• **Problem details**
Every record below should be printed again exactly, with its pictures removed.

─── Material for this task ───

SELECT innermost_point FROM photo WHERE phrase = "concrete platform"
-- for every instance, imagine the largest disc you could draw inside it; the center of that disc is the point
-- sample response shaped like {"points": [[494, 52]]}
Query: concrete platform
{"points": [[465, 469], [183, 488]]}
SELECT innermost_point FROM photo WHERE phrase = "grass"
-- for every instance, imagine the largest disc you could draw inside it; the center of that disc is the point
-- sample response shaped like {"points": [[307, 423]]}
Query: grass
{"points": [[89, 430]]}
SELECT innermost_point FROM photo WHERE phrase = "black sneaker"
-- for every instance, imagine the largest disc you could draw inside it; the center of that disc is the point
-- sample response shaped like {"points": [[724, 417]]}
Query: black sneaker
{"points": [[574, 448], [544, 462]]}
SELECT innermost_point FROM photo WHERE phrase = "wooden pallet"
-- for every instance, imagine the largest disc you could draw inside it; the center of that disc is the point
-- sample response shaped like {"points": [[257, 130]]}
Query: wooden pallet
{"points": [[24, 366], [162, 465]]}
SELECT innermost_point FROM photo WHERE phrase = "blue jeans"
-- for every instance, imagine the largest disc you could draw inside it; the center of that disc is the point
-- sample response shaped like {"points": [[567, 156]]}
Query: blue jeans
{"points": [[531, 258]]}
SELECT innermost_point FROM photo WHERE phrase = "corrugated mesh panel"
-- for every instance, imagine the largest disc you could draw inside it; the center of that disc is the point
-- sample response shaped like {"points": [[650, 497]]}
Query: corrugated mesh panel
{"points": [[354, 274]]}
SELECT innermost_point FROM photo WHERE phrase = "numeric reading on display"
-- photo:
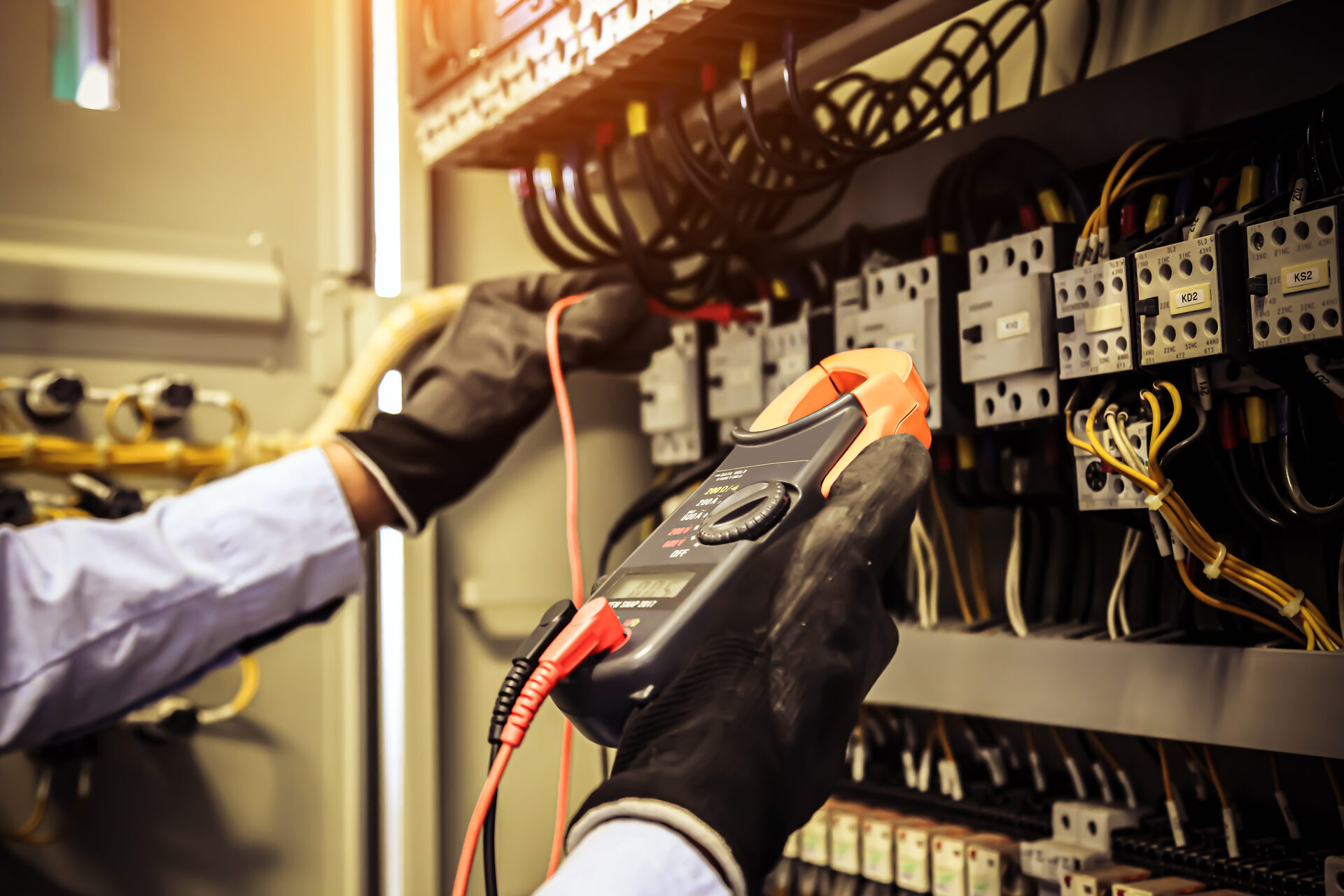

───

• **Response below**
SELECT innermost_point FROM photo WHERE phrase = "concrete platform"
-- for every instance, imagine the largest disc you could draw inside it; the center of that disc is the point
-- sample response shaped like {"points": [[494, 52]]}
Query: concrete platform
{"points": [[465, 469], [183, 488]]}
SELECT innermost_point FROM photo WHERE phrase = "grass"
-- for every instance, imagine the largest disc you could draw inside it; the center of that disc is the point
-- sample response shaped like {"points": [[307, 423]]}
Query: grass
{"points": [[89, 430]]}
SELECT innermost_point FROM photo WHERE phrase = "black sneaker"
-- for every instance, imagine the largest disc you could draw inside it; the center of that disc is the point
-- sample response shaped like {"points": [[724, 417]]}
Query: black sneaker
{"points": [[574, 448], [544, 462]]}
SELECT innermost_point FROM photo WHERE phrase = "wooden pallet"
-- for every instance, imagine the largest disc you could draw inside it; the center of that disc is the point
-- sample response shaped like {"points": [[257, 130]]}
Query: wooden pallet
{"points": [[24, 366], [162, 465]]}
SELECT innermost_point FROM photo WHERE phrase = "blue jeans"
-- for every instance, imagine the largest disc you could draw inside it; the center of that disc is the point
-- sample response shaped like {"points": [[567, 156]]}
Query: blue jeans
{"points": [[531, 258]]}
SELECT innermost_point FROM photo WHERE phrase = "corrugated mesh panel"
-- for every instance, imagine the largest disc you could draw inside it; the center of that disc is the point
-- sample response shaped like {"points": [[650, 497]]}
Query: corrugated mesh panel
{"points": [[354, 274]]}
SELECT innermost_point FROM photo WHERE phrase = "numeric reading on display"
-- photo:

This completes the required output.